Но особенно жестокие размеры приняла эта яростная «тоска по месту» тогда, когда судьба швырнула меня, новоиспечённого подпоручика, в самую глушь юго-западного края. Как нестерпимо были тяжелы первые дни и педели! Чужие люди, чужие нравы и обычаи, суровый, бедный, скучный быт черноземного захолустья… А главное — и это всего острее чувствовалось — дикий, ломаный язык, возмутительная смесь языков русского, малорусского, польского и молдаванского.
Днём ещё кое-как терпелось: застилалась жгучая тоска службой, необходимыми визитами, обедом и ужином в собрании. Но были мучительны ночи. Всегда снилось одно и то же: Москва, церковь Покрова на Пресне, Кудринская Садовая, Никитские Малая и Большая, Новинский бульвар…
И всегда во сне было чувство, что этого больше я никогда не увижу: конец, разлука, почти смерть. Просыпаюсь от своих рыданий. Подушка — хоть выжми… Но крепился. Никому об этой слабости не рассказывал.
Да и как было рассказывать? По долгу службы мне нередко приходилось производить дознания о случаях побега молодых солдат со службы. Вряд ли кто-нибудь из моих сослуживцев чувствовал так глубоко всю невинность их преступления против присяги. Разве и меня потянуло, хоть на минуточку, удрать в Москву, поглядеть её, понюхать? Но я уже был во власти дисциплины. И я был начальник.
Однако эти жестокие чувства прошли. Что не проходит со временем? Потом я изъездил, обошёл, обмерил почти всю среднюю Россию. Улеглось «чувство к месту».

→ Что требуется
Пожалуйста, перепишите часть отрывка о тоске по Москве и замените в ней «сослуживцев» на «товарищей». Начните с места, где стоят слова «Да и как было», и остановитесь после слов «я был начальник.». Дальше идут строки: это самостоятельный материал, не связанный с отрывком.

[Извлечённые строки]
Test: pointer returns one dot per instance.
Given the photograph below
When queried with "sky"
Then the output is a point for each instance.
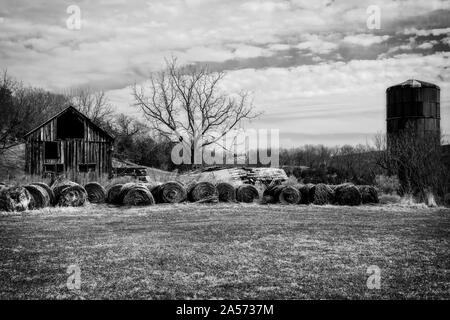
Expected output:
(317, 70)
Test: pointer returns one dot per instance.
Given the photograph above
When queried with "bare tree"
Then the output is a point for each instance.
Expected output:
(94, 104)
(185, 103)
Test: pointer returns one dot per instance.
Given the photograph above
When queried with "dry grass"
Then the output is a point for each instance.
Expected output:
(229, 251)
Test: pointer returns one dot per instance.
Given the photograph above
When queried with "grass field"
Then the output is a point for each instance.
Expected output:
(229, 251)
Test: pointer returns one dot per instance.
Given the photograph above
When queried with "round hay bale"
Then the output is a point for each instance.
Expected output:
(247, 193)
(154, 190)
(171, 192)
(72, 196)
(321, 194)
(113, 194)
(289, 195)
(48, 189)
(39, 196)
(138, 195)
(96, 192)
(368, 194)
(227, 193)
(303, 189)
(347, 195)
(15, 199)
(203, 192)
(272, 194)
(124, 190)
(282, 194)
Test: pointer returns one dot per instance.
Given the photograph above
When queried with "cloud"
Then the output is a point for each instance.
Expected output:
(423, 33)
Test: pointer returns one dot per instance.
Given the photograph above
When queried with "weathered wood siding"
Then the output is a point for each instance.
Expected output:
(94, 148)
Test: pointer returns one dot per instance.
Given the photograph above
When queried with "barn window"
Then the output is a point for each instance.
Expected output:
(70, 126)
(86, 167)
(51, 150)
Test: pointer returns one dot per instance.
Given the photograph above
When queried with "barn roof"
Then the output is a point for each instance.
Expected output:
(71, 108)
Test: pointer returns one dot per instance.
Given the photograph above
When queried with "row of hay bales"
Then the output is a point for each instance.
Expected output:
(321, 194)
(67, 193)
(175, 192)
(38, 195)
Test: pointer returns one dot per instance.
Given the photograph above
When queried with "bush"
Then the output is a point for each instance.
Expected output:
(368, 194)
(247, 193)
(321, 194)
(14, 199)
(39, 196)
(96, 192)
(347, 195)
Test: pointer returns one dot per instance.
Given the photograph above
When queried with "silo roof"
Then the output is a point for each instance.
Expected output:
(414, 83)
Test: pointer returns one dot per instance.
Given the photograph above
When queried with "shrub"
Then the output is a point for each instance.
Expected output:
(368, 194)
(347, 194)
(387, 184)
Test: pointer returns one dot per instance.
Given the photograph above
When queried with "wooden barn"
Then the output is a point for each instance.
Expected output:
(69, 142)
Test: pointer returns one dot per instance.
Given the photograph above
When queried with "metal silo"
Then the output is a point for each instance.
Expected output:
(415, 105)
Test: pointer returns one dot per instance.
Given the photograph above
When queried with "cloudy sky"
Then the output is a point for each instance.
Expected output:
(315, 68)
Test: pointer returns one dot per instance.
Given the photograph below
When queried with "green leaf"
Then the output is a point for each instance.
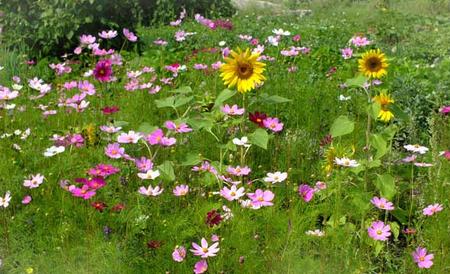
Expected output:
(274, 99)
(358, 81)
(192, 159)
(342, 126)
(146, 128)
(259, 138)
(182, 90)
(223, 96)
(385, 184)
(378, 142)
(395, 228)
(166, 170)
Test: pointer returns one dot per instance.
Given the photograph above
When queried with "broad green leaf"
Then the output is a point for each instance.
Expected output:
(385, 184)
(167, 172)
(223, 96)
(358, 81)
(259, 138)
(378, 142)
(182, 90)
(342, 126)
(274, 99)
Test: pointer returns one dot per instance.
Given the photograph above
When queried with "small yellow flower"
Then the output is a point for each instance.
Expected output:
(242, 70)
(384, 100)
(373, 64)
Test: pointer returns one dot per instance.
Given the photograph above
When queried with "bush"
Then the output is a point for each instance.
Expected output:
(52, 27)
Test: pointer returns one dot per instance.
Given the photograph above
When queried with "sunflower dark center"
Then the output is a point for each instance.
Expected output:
(374, 64)
(245, 70)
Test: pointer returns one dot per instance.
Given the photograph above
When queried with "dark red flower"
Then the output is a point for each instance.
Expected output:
(100, 206)
(103, 70)
(110, 110)
(213, 218)
(117, 208)
(326, 140)
(257, 118)
(154, 244)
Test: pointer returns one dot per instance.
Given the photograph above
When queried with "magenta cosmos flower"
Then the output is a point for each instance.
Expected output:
(233, 110)
(239, 171)
(382, 203)
(179, 254)
(306, 192)
(181, 128)
(422, 259)
(200, 267)
(379, 231)
(273, 124)
(261, 198)
(431, 209)
(232, 193)
(180, 190)
(114, 151)
(103, 71)
(204, 250)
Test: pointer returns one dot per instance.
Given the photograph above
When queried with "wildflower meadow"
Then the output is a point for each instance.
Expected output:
(256, 142)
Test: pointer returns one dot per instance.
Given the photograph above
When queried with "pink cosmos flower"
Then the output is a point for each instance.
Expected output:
(110, 34)
(84, 192)
(87, 39)
(379, 231)
(179, 254)
(422, 259)
(273, 124)
(181, 128)
(204, 250)
(110, 129)
(129, 35)
(180, 190)
(200, 267)
(103, 71)
(200, 66)
(306, 192)
(431, 209)
(114, 151)
(103, 170)
(382, 203)
(233, 110)
(239, 171)
(26, 199)
(347, 53)
(261, 198)
(150, 191)
(143, 164)
(232, 193)
(130, 137)
(34, 182)
(359, 41)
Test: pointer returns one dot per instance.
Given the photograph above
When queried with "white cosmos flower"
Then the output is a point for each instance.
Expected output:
(53, 150)
(241, 142)
(4, 201)
(345, 162)
(276, 177)
(149, 175)
(416, 148)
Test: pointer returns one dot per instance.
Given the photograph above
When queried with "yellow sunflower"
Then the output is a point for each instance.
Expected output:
(373, 64)
(384, 100)
(242, 70)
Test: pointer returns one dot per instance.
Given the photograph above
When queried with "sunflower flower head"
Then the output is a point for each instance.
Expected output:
(373, 63)
(242, 70)
(384, 100)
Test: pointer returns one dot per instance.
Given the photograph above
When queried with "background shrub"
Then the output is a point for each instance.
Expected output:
(52, 27)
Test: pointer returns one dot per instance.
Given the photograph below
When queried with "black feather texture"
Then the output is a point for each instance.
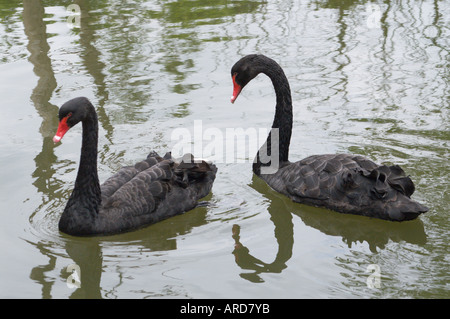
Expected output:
(136, 196)
(341, 182)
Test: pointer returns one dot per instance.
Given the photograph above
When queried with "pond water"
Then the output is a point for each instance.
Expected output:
(369, 78)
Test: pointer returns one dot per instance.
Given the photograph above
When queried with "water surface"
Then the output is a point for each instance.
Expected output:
(369, 78)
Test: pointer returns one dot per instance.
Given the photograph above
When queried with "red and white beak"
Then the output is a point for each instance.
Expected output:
(62, 129)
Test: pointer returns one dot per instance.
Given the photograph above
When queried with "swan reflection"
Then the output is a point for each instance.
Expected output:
(352, 229)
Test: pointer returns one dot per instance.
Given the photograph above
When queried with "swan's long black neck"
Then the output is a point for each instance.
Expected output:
(86, 195)
(280, 136)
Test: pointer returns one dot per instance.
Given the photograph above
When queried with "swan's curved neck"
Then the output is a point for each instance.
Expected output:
(275, 150)
(87, 186)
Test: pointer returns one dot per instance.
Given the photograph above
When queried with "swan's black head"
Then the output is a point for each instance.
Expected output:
(245, 70)
(70, 113)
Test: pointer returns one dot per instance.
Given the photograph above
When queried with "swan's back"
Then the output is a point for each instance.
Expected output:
(150, 191)
(348, 184)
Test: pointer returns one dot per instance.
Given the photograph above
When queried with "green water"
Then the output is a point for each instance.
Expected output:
(369, 78)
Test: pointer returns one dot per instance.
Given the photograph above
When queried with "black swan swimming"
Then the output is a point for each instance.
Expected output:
(341, 182)
(150, 191)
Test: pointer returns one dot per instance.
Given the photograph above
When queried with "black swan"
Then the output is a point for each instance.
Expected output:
(150, 191)
(341, 182)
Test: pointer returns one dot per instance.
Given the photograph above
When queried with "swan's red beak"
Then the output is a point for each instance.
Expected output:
(236, 89)
(62, 129)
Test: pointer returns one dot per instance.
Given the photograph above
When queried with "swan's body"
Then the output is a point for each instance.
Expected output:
(150, 191)
(342, 182)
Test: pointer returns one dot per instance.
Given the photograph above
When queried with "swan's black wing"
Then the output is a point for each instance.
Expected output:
(154, 189)
(348, 184)
(125, 174)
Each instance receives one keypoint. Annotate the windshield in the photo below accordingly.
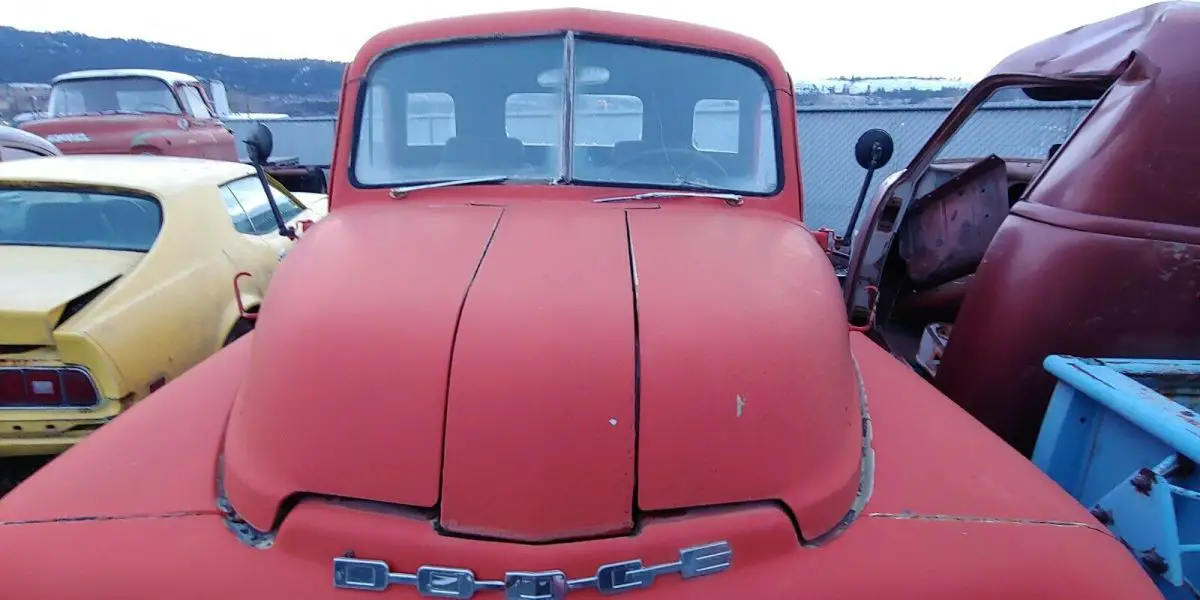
(1012, 125)
(639, 115)
(112, 94)
(78, 220)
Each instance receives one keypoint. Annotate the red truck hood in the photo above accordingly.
(108, 133)
(545, 372)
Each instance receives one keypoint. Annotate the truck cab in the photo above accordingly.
(976, 267)
(633, 117)
(559, 336)
(133, 111)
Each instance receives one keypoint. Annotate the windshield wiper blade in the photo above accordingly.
(730, 198)
(399, 192)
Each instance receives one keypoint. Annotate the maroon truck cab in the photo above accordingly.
(133, 111)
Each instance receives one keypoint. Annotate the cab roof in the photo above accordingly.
(168, 77)
(616, 24)
(157, 175)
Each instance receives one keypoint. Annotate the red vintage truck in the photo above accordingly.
(605, 360)
(142, 111)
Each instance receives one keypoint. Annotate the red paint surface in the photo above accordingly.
(151, 133)
(351, 387)
(736, 305)
(345, 399)
(342, 193)
(919, 557)
(541, 391)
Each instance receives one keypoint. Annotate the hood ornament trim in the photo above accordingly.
(461, 583)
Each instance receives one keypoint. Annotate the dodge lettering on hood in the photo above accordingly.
(563, 334)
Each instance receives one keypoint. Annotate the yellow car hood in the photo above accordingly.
(37, 282)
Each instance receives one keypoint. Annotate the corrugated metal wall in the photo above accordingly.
(832, 178)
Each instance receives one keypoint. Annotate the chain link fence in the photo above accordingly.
(831, 177)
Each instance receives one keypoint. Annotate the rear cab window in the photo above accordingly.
(77, 219)
(16, 154)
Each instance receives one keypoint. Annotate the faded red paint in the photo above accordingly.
(521, 364)
(167, 135)
(789, 201)
(1110, 234)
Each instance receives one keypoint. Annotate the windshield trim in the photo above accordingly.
(565, 177)
(171, 90)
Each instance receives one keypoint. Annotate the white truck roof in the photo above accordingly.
(169, 77)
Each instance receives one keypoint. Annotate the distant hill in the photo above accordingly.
(306, 87)
(880, 90)
(257, 84)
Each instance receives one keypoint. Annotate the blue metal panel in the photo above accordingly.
(1122, 437)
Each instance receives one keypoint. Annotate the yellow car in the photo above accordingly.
(117, 275)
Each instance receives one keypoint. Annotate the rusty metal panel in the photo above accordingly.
(952, 226)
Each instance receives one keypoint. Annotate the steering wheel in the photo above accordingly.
(688, 166)
(154, 107)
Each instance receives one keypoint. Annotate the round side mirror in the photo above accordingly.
(874, 149)
(259, 144)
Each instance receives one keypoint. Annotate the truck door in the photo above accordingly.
(211, 136)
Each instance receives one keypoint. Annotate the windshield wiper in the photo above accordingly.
(730, 198)
(399, 192)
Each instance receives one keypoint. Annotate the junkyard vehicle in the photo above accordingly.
(17, 144)
(141, 111)
(114, 280)
(567, 340)
(1122, 437)
(976, 269)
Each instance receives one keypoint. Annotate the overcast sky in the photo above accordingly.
(864, 37)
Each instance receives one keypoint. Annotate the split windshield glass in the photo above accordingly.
(631, 115)
(112, 95)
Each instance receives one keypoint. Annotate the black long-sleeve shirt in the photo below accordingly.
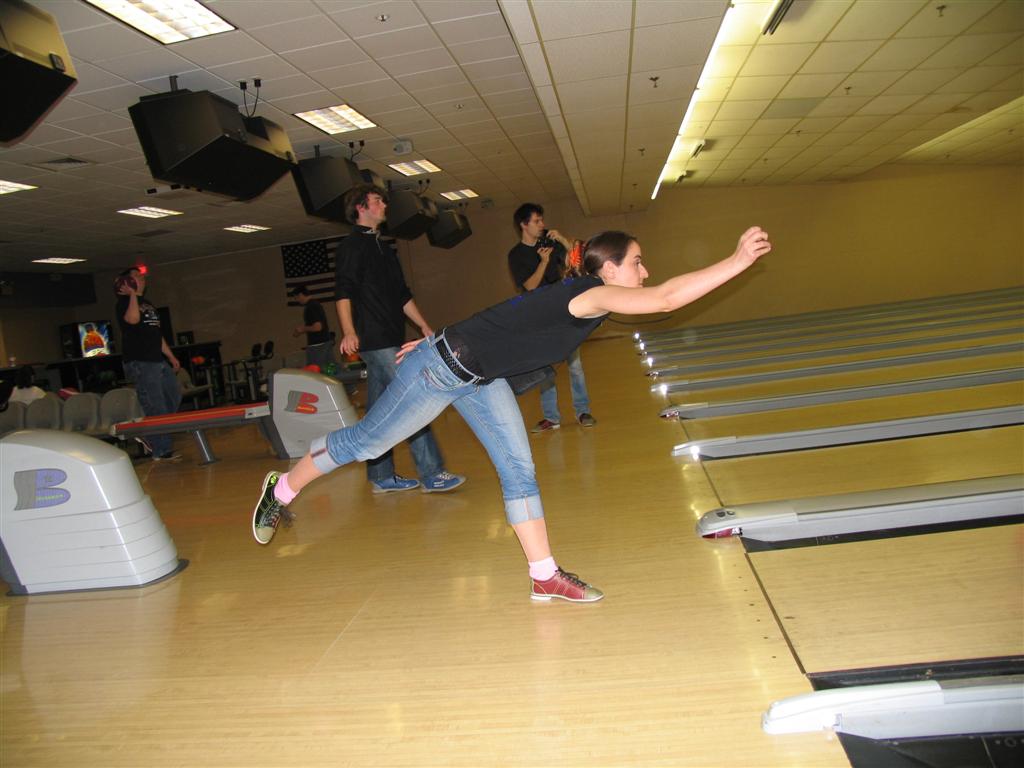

→ Ответ к заданию
Да и как было рассказывать? По долгу службы мне нередко приходилось производить дознания о случаях побега молодых солдат со службы. Вряд ли кто-нибудь из моих товарищей чувствовал так глубоко всю невинность их преступления против присяги. Разве и меня потянуло, хоть на минуточку, удрать в Москву, поглядеть её, понюхать? Но я уже был во власти дисциплины. И я был начальник.